REQUEST -
Could you write out again every line from the start of the records through the line containing "150 9 L 166", shifting each coordinate in the answers up by 104 and leaving out the pictures?

(Labeled area outline entries)
>>>>

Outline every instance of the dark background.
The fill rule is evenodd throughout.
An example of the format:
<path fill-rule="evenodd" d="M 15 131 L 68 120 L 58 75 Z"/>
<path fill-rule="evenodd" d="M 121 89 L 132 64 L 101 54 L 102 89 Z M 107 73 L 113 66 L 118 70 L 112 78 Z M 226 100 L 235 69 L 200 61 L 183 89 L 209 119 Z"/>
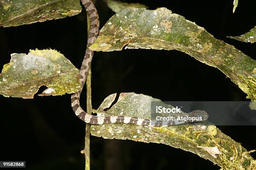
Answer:
<path fill-rule="evenodd" d="M 150 9 L 166 7 L 256 59 L 256 43 L 226 37 L 243 34 L 256 25 L 255 1 L 240 0 L 234 14 L 233 0 L 127 2 L 140 2 Z M 114 13 L 102 1 L 96 6 L 101 28 Z M 72 17 L 0 28 L 0 67 L 9 62 L 11 53 L 50 48 L 80 68 L 87 41 L 86 18 L 83 10 Z M 171 67 L 171 63 L 177 64 Z M 110 94 L 128 92 L 163 101 L 246 100 L 246 94 L 217 69 L 174 50 L 96 52 L 92 72 L 94 108 Z M 166 75 L 169 79 L 164 81 Z M 81 101 L 86 102 L 84 98 Z M 70 95 L 27 100 L 0 96 L 0 160 L 26 160 L 30 170 L 84 168 L 80 151 L 85 125 L 73 112 Z M 256 148 L 255 126 L 218 128 L 247 150 Z M 92 137 L 91 147 L 92 170 L 219 169 L 196 155 L 164 145 Z M 256 158 L 256 154 L 251 155 Z"/>

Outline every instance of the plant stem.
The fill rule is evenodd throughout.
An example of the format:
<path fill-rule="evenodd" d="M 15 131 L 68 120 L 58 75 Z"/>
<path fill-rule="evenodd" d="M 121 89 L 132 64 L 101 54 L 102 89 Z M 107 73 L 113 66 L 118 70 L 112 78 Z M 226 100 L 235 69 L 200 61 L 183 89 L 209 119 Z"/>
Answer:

<<<<

FINISHED TASK -
Outline every instance of the dark background.
The fill rule is evenodd throughout.
An example of the format:
<path fill-rule="evenodd" d="M 15 131 L 68 120 L 58 75 Z"/>
<path fill-rule="evenodd" d="M 121 89 L 132 64 L 101 54 L 102 89 Z M 107 73 L 113 66 L 118 70 L 112 78 Z M 226 100 L 235 69 L 200 61 L 183 89 L 209 119 Z"/>
Answer:
<path fill-rule="evenodd" d="M 254 113 L 270 111 L 360 163 L 360 147 L 330 141 L 347 138 L 360 129 L 359 105 L 344 104 L 338 118 L 337 104 L 231 106 L 244 106 Z M 218 117 L 206 105 L 200 110 L 205 132 Z M 176 121 L 104 132 L 104 171 L 113 166 L 115 157 L 154 152 L 184 172 L 191 145 L 190 122 L 187 114 Z M 275 171 L 275 167 L 281 168 Z M 214 198 L 232 196 L 267 205 L 350 204 L 350 198 L 321 173 L 278 154 L 200 156 L 196 176 L 198 212 Z M 270 179 L 273 183 L 268 185 Z M 185 205 L 190 206 L 188 202 Z M 174 199 L 131 204 L 104 200 L 104 264 L 130 264 L 134 274 L 188 272 L 184 255 L 189 229 L 177 216 Z M 360 252 L 359 230 L 322 232 L 351 254 Z M 196 241 L 195 251 L 196 274 L 323 273 L 300 259 L 268 249 Z M 360 262 L 360 258 L 355 259 Z"/>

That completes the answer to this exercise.